> [Problem requirements]
Arrange the lines below as a two-column CSV with the headers "input" and "output", giving one row to each text and its answer, each in a single quoted field with line breaks replaced by spaces. Leave out the pictures.
== Available data
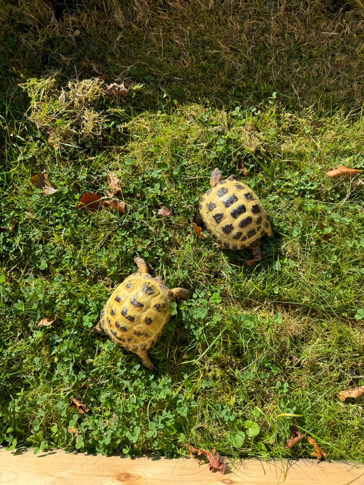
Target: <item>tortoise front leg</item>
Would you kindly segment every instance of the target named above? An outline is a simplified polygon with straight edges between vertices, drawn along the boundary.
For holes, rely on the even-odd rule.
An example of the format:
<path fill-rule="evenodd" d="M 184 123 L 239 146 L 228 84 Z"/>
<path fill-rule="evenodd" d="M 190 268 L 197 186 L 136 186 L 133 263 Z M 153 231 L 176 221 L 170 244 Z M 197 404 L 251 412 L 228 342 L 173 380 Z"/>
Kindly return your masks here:
<path fill-rule="evenodd" d="M 249 266 L 251 266 L 256 263 L 257 261 L 260 261 L 263 257 L 261 254 L 261 250 L 257 244 L 254 244 L 254 246 L 250 246 L 250 248 L 253 252 L 254 258 L 253 259 L 250 259 L 248 261 L 247 261 L 247 264 Z"/>
<path fill-rule="evenodd" d="M 195 217 L 191 219 L 191 223 L 194 231 L 196 232 L 197 235 L 205 239 L 206 236 L 202 232 L 202 227 L 203 224 L 203 221 L 198 211 L 196 211 Z"/>
<path fill-rule="evenodd" d="M 142 271 L 142 273 L 148 272 L 148 265 L 143 258 L 141 258 L 138 253 L 134 258 L 134 262 L 138 266 L 140 271 Z"/>

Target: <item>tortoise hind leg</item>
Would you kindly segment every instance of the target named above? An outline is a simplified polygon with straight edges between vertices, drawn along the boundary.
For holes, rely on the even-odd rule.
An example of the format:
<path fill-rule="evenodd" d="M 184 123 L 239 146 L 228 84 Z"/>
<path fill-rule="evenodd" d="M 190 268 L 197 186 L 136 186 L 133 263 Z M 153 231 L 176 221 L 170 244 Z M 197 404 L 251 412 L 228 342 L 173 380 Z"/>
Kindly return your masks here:
<path fill-rule="evenodd" d="M 138 253 L 134 258 L 134 262 L 138 266 L 140 271 L 142 271 L 142 273 L 148 272 L 148 265 L 143 258 L 141 258 Z"/>
<path fill-rule="evenodd" d="M 148 353 L 146 351 L 138 350 L 135 353 L 137 355 L 139 355 L 141 358 L 143 365 L 145 367 L 147 367 L 148 369 L 150 369 L 151 370 L 153 370 L 154 369 L 153 363 L 151 360 L 150 358 L 148 355 Z"/>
====
> [Answer]
input,output
"Target: <item>tortoise front leg</item> Would you kindly segment every instance of the target named above? An outline is a simplified polygon with straight edges between vertices, drawn along the boundary. For holes, rely on the even-odd rule. An example of the format: <path fill-rule=""evenodd"" d=""M 184 123 L 239 146 L 228 84 Z""/> <path fill-rule=""evenodd"" d=""M 190 268 L 197 186 L 136 186 L 133 263 Z M 153 231 L 176 221 L 170 244 Z M 197 404 L 251 412 L 228 342 L 173 380 Z""/> Kindly return your masks here:","<path fill-rule=""evenodd"" d=""M 249 266 L 251 266 L 256 263 L 257 261 L 260 261 L 263 257 L 261 254 L 261 250 L 257 244 L 254 244 L 254 246 L 250 246 L 250 248 L 253 252 L 254 258 L 253 259 L 250 259 L 248 261 L 247 261 L 247 264 Z""/> <path fill-rule=""evenodd"" d=""M 195 217 L 191 219 L 191 223 L 194 231 L 196 232 L 197 235 L 205 239 L 206 236 L 202 232 L 202 227 L 203 224 L 203 221 L 198 211 L 196 211 Z""/> <path fill-rule=""evenodd"" d=""M 142 271 L 142 273 L 148 272 L 148 265 L 143 258 L 141 258 L 138 253 L 134 258 L 134 262 L 138 266 L 140 271 Z""/>"
"Target: <item>tortoise hind leg</item> Would you kindly segment every instance of the target named above? An outline is a simplified polygon with straight edges between vertices, drawn along the boundary. For holes, rely on the even-odd rule. An example of the format: <path fill-rule=""evenodd"" d=""M 184 123 L 239 146 L 228 84 Z""/> <path fill-rule=""evenodd"" d=""M 190 268 L 197 186 L 136 186 L 133 263 Z M 153 231 L 176 221 L 170 244 Z M 197 404 L 251 412 L 228 342 L 173 380 Z""/> Kindly return your masks here:","<path fill-rule=""evenodd"" d=""M 138 253 L 134 258 L 134 262 L 138 266 L 140 271 L 142 271 L 142 273 L 148 272 L 148 265 L 143 258 L 141 258 Z""/> <path fill-rule=""evenodd"" d=""M 148 353 L 146 351 L 138 350 L 135 353 L 137 355 L 139 355 L 141 358 L 143 365 L 145 367 L 147 367 L 148 369 L 150 369 L 151 370 L 153 370 L 154 369 L 153 363 L 151 360 L 150 358 L 148 355 Z""/>"